▶ What you are asked to do:
Among the lines below, keep only those from the one containing "116 89 L 102" through the one containing "Please refer to the photo above.", and reproduce them exactly.
[Opening Dataset records section]
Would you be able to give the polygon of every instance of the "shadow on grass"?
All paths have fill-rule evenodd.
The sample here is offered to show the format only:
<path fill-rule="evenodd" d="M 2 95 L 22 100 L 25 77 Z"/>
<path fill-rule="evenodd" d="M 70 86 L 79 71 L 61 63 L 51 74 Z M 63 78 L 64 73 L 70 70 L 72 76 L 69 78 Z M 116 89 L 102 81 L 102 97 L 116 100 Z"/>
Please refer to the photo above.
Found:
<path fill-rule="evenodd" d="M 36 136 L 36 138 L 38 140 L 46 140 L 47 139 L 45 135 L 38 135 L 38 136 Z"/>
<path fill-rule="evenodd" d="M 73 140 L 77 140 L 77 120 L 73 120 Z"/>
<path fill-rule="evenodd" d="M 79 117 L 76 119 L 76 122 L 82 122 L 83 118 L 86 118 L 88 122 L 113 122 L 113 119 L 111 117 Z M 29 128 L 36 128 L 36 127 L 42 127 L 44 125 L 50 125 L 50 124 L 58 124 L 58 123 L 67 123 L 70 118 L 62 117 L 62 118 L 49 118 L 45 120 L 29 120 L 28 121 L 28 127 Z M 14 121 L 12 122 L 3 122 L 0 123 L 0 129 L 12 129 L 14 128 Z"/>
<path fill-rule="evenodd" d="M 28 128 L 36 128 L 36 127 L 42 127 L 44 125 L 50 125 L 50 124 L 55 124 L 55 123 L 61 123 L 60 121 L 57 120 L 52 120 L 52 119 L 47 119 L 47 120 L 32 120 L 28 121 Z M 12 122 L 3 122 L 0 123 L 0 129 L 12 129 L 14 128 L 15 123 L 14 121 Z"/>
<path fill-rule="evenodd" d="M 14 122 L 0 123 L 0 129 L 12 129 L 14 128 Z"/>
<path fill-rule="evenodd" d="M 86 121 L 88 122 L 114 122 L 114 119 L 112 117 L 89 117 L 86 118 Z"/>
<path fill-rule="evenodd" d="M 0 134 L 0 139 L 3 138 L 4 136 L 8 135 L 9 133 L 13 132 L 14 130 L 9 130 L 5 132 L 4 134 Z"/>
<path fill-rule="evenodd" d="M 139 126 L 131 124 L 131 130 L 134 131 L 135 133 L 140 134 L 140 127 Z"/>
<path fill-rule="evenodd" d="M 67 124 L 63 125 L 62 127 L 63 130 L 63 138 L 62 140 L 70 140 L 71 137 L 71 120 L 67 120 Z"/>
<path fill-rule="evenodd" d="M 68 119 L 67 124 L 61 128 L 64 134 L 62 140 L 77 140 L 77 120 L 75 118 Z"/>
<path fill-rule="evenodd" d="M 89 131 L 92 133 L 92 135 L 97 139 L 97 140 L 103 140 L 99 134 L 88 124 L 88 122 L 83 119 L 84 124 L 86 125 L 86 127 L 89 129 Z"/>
[Closing Dataset records section]
▶ Output:
<path fill-rule="evenodd" d="M 70 86 L 79 71 L 61 63 L 51 74 Z M 63 78 L 64 73 L 70 70 L 72 76 L 69 78 Z M 116 89 L 102 81 L 102 97 L 116 100 Z"/>
Please refer to the photo above.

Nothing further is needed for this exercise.